→ **Exercise requirements**
Every line with the string "young" must be copied from the entries below.

[Stored data entries]
= Beginning of Section =
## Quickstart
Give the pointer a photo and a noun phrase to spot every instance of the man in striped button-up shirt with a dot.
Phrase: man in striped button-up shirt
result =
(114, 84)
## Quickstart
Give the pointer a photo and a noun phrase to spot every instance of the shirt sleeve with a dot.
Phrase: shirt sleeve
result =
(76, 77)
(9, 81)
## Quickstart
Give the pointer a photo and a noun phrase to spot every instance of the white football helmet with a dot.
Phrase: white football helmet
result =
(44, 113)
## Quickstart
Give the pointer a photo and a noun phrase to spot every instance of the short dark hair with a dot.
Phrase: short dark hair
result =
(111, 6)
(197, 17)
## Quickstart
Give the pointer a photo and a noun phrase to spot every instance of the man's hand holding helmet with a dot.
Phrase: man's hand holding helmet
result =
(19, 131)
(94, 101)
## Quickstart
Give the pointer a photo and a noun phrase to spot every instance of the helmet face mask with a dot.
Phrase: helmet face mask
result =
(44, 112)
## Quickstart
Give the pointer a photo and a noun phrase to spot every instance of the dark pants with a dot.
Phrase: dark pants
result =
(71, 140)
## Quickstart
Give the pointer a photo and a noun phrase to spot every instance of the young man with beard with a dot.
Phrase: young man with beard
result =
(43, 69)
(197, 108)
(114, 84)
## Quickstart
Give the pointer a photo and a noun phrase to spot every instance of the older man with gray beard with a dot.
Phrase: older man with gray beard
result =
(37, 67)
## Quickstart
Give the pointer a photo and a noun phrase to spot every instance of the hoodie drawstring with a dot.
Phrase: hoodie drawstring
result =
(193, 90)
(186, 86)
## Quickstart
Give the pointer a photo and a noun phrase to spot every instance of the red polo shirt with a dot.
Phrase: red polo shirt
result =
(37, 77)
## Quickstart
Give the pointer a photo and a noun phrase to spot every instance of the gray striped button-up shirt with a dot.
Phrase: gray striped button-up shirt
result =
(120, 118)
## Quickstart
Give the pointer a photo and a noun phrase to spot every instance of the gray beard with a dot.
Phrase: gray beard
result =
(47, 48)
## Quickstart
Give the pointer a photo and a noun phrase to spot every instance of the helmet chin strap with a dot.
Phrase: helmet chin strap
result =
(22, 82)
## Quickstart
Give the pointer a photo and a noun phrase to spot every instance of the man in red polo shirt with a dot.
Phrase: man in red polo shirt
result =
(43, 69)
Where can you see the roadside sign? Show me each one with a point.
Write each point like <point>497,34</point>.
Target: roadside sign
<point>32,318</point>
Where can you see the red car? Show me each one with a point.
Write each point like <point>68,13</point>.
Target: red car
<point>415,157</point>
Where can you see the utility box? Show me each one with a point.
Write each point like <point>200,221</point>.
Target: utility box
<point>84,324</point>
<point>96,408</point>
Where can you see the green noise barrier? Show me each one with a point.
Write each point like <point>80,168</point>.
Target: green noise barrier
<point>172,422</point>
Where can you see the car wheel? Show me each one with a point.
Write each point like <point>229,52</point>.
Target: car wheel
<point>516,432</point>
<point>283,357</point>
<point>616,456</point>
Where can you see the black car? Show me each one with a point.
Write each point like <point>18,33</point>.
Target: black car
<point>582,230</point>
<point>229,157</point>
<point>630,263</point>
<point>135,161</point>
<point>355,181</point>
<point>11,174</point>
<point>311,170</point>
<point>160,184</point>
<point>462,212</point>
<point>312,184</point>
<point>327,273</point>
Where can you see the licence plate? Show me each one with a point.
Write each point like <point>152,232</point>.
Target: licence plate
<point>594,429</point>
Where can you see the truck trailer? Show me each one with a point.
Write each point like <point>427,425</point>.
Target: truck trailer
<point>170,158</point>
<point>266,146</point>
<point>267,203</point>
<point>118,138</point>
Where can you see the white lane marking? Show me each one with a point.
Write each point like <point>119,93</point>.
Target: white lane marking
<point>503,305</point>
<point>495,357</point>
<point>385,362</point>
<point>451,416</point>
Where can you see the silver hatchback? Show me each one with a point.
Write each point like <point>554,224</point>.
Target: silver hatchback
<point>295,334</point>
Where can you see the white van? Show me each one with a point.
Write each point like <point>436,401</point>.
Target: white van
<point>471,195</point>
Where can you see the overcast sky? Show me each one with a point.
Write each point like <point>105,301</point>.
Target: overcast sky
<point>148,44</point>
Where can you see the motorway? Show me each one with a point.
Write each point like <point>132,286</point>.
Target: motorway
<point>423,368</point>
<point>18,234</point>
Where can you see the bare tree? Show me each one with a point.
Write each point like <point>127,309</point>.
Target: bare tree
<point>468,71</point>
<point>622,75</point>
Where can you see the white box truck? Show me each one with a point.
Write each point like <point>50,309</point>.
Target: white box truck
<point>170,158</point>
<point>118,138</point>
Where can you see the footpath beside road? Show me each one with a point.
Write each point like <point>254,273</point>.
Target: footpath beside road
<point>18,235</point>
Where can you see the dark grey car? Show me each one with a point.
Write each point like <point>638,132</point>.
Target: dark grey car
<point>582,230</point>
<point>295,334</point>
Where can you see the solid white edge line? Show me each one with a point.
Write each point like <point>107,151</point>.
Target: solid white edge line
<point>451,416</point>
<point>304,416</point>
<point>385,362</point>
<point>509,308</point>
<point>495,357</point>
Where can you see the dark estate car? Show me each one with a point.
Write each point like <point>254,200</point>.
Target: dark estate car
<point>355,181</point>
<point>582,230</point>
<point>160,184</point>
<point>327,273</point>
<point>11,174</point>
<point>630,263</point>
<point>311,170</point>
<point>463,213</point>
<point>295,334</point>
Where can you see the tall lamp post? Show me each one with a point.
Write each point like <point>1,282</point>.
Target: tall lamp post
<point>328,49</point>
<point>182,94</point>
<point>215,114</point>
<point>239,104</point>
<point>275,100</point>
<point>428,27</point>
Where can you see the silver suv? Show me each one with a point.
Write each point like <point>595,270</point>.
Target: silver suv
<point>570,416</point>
= End of Section =
→ **Output of the task**
Give the pointer a photo and a noun phrase to spot every instance of the young man with beard with a dot.
Phrase: young man with beard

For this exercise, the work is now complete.